◆ **Your goal**:
Look below for the line containing "Exercise. Mark the vaulted"; from there, print each line exactly up to and including the line containing "Exercise. Mark the wooden chest", and stop.

◆ **Information given**:
#####

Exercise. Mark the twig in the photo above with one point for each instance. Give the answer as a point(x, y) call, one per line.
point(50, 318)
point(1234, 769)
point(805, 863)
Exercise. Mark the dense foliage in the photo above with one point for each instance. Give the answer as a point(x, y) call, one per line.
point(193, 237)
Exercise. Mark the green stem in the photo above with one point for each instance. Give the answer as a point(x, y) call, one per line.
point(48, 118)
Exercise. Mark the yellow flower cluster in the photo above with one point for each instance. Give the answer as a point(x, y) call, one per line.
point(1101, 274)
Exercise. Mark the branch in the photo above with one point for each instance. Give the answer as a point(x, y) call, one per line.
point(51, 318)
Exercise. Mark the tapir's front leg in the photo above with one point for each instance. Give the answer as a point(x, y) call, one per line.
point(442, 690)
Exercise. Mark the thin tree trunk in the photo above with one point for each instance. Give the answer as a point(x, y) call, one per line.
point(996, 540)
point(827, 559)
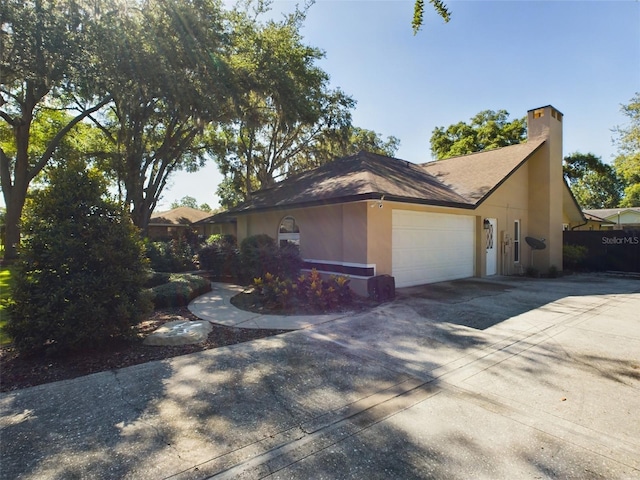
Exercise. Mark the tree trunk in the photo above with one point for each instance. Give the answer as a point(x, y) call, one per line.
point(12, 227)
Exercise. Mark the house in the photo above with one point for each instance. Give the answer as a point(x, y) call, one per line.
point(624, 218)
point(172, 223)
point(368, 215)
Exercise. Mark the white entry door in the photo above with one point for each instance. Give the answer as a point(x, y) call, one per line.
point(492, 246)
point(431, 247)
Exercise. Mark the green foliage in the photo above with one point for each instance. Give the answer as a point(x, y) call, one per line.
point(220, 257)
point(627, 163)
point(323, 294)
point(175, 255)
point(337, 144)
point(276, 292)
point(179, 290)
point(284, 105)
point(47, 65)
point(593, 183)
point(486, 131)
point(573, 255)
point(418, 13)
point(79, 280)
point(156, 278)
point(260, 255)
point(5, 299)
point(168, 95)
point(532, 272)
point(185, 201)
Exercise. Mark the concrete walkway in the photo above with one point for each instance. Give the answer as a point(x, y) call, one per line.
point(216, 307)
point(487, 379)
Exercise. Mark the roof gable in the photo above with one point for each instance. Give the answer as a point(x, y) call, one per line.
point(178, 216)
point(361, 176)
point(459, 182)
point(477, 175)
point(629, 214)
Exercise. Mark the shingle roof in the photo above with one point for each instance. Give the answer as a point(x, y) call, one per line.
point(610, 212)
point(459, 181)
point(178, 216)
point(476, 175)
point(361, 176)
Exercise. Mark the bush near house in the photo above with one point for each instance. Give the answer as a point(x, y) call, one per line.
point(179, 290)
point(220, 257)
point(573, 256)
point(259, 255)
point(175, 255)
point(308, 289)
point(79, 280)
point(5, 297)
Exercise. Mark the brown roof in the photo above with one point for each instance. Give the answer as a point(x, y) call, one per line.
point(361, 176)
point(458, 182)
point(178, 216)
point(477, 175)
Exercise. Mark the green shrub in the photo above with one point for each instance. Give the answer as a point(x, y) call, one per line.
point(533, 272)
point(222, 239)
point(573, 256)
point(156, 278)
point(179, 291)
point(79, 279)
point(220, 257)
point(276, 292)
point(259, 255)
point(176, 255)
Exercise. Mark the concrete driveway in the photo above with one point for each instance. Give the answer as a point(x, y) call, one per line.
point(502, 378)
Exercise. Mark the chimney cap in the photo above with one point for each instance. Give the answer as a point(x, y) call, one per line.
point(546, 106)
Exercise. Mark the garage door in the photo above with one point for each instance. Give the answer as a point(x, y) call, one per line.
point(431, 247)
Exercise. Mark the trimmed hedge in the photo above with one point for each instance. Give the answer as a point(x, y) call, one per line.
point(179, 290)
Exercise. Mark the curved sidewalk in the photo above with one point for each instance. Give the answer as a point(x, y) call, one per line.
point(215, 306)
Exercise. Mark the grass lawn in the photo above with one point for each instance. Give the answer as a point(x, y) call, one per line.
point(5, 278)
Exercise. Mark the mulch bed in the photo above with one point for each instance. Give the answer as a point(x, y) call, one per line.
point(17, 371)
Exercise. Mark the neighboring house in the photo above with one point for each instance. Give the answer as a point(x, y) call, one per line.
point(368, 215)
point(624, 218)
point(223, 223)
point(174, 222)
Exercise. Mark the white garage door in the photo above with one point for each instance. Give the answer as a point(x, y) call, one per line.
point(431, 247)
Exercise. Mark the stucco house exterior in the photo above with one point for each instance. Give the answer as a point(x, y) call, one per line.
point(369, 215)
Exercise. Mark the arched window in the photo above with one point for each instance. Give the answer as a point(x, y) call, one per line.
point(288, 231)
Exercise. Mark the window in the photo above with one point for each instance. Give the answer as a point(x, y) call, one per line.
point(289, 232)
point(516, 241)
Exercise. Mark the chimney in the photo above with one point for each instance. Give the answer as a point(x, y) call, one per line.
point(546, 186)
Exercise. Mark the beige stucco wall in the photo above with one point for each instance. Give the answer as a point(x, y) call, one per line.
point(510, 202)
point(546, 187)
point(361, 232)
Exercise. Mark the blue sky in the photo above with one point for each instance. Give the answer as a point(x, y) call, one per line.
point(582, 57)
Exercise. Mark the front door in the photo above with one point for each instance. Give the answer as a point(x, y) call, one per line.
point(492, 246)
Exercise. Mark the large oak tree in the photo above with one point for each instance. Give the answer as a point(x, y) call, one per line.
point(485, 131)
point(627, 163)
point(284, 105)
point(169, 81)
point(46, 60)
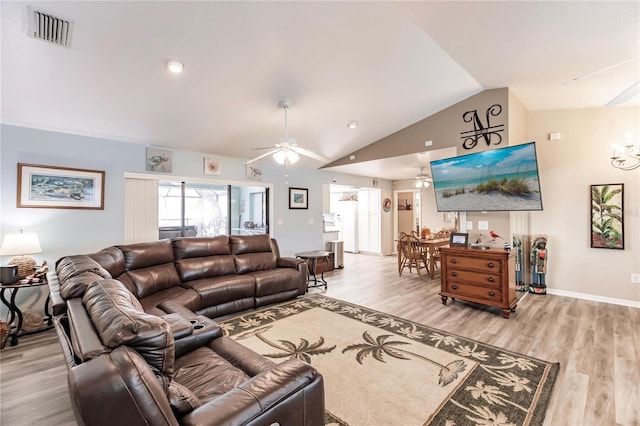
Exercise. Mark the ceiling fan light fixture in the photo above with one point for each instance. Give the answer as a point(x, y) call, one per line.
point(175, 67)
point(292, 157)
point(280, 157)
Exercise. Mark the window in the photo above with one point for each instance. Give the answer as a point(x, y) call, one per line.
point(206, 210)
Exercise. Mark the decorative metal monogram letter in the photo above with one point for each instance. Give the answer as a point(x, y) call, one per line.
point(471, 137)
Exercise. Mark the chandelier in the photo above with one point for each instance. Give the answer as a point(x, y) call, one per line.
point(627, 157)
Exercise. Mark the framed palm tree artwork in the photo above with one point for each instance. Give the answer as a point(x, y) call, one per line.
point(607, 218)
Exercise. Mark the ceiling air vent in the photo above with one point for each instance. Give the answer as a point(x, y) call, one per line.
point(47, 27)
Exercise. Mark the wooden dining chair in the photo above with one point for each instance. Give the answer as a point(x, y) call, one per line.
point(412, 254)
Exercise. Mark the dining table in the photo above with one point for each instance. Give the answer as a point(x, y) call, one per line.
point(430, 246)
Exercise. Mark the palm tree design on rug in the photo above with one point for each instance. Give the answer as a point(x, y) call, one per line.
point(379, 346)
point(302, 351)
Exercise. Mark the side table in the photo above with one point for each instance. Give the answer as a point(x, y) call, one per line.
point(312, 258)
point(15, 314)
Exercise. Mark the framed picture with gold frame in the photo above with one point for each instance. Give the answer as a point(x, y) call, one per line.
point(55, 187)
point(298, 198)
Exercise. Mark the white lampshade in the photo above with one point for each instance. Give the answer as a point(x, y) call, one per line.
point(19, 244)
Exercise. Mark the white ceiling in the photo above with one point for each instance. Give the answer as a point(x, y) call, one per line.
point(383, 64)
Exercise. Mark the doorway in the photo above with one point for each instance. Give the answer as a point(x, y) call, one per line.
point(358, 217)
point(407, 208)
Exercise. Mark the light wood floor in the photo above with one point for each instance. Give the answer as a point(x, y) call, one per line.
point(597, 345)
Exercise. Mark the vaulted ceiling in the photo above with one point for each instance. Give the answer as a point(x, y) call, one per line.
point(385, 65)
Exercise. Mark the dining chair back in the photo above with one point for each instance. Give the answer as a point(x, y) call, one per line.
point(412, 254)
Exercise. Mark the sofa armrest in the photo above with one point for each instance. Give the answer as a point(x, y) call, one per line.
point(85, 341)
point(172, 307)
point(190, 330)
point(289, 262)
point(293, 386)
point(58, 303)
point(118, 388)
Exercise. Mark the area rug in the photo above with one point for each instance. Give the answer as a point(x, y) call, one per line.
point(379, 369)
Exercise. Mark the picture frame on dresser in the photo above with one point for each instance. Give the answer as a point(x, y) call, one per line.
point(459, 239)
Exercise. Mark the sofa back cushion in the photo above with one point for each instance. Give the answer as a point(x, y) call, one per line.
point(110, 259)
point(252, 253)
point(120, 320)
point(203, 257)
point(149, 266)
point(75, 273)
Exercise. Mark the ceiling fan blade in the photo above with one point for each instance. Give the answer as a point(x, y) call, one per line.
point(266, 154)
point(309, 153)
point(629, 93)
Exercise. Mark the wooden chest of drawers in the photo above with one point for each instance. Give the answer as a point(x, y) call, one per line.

#####

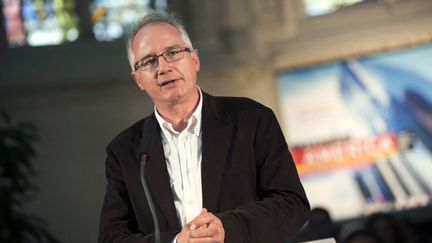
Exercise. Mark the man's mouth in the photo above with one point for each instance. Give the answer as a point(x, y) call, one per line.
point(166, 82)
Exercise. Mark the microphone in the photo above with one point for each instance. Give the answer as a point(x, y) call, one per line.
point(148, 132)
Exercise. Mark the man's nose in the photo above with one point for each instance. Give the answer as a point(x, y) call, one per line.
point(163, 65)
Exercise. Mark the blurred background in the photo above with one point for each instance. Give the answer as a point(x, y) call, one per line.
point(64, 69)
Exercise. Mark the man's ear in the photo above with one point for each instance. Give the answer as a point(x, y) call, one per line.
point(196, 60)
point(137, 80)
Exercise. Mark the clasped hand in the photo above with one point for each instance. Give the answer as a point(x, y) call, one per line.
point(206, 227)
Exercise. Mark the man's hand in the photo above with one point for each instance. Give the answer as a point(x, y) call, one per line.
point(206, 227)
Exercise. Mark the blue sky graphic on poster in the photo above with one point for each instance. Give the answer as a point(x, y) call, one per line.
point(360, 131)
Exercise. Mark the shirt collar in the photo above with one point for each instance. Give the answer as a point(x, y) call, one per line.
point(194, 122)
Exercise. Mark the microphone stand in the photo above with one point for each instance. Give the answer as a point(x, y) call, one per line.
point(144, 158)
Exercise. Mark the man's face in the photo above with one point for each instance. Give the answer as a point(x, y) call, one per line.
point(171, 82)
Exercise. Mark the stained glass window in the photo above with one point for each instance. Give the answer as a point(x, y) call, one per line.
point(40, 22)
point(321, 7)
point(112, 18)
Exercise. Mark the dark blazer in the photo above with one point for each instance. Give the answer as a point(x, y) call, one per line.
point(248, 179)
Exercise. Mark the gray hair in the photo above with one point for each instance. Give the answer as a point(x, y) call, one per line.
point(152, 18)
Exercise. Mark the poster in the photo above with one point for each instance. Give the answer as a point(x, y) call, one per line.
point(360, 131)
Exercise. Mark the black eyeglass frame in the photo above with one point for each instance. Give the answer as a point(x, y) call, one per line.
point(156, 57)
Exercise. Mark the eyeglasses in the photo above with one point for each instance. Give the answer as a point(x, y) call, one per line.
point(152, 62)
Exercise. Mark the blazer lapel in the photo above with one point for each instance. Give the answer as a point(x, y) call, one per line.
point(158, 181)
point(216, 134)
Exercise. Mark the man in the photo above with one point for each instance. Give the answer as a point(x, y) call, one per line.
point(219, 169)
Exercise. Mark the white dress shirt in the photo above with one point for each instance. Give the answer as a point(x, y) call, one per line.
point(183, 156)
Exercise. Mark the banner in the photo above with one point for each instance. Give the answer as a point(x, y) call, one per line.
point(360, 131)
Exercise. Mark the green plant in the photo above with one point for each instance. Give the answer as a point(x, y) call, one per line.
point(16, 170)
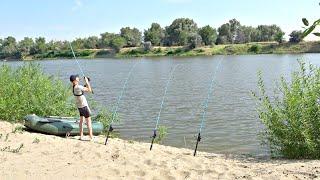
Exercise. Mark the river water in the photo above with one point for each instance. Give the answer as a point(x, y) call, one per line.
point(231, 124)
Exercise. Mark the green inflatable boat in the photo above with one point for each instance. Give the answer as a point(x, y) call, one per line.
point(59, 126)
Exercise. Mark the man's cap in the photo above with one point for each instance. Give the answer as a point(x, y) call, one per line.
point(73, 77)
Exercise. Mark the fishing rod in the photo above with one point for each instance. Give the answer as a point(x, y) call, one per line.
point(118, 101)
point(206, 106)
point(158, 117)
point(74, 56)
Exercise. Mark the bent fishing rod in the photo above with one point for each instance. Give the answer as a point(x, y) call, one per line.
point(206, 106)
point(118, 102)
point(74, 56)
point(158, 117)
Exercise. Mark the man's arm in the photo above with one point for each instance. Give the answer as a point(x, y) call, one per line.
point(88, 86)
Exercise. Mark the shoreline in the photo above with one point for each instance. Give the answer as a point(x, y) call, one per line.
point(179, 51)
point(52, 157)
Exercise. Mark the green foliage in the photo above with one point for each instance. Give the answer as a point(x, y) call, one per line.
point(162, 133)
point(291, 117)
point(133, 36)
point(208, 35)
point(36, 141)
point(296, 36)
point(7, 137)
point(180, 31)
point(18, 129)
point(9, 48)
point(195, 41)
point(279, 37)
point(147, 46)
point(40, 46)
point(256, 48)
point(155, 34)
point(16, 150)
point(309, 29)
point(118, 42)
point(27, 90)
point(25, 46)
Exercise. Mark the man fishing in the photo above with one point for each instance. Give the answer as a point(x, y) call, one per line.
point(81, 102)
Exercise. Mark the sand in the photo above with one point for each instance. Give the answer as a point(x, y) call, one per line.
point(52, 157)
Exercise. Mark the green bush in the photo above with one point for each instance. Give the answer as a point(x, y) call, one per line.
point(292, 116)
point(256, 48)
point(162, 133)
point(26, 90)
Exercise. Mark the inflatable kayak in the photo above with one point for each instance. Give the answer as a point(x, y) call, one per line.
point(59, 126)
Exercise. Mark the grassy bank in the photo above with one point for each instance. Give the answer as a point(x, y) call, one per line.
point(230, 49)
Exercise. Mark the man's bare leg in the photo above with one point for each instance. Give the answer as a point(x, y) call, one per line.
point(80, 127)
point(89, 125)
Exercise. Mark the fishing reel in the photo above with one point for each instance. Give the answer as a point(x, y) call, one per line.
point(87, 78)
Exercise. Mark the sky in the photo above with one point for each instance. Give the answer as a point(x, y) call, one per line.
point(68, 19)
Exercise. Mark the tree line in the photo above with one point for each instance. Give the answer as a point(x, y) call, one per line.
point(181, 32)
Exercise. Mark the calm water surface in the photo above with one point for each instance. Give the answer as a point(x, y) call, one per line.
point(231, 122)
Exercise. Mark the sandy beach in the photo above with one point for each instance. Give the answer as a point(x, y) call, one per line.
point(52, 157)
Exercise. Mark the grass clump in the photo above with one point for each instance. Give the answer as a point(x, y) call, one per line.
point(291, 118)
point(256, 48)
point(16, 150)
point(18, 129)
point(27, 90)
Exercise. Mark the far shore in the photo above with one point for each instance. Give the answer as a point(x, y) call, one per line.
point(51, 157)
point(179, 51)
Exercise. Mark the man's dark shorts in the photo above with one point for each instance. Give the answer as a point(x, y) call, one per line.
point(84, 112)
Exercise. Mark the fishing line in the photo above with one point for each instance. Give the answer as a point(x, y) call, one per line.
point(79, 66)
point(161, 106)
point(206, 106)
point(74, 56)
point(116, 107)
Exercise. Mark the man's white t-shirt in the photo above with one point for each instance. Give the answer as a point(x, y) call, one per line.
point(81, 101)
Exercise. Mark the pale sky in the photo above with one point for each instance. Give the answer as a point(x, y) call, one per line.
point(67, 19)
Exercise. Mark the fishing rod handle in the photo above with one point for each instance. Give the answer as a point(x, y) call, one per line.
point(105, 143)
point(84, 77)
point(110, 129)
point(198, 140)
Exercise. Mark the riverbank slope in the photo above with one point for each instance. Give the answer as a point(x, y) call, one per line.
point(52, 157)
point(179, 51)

#####

◆ **Exercise answer**:
Exercise. Mark the vaulted ceiling in the photo above with one point for each instance. Give the answer as a point(x, y) call, one per line.
point(385, 65)
Exercise. Mark the dining chair back in the photo above with one point for each instance. Give the answer as a point(x, y) call, one per line.
point(412, 254)
Exercise. Mark the sofa armrest in the photo above with one point for each instance. Give the answer as a point(x, y) call, one per line.
point(85, 341)
point(172, 307)
point(190, 330)
point(289, 262)
point(293, 386)
point(58, 303)
point(118, 388)
Exercise. Mark the area rug in the photo above with one point for each instance. Give the answer as a point(x, y) call, one per line.
point(379, 369)
Exercise. Mark the picture frame on dresser in the photo above with one point for each instance. Give the answer as a point(x, y) call, one per line.
point(459, 239)
Exercise. Mark the sofa back cushion in the photo above with one point for each instance. Give the answer as a point(x, y) call, one per line.
point(110, 259)
point(252, 253)
point(120, 320)
point(203, 257)
point(149, 266)
point(75, 273)
Exercise. Mark the ceiling fan blade in the photo above with one point for each instance. Give the answer as a point(x, y) call, one per line.
point(266, 154)
point(309, 153)
point(629, 93)
Exercise. Mark the wooden chest of drawers in the photo above with one point for each instance. Give the answer as a point(x, y) call, one per line.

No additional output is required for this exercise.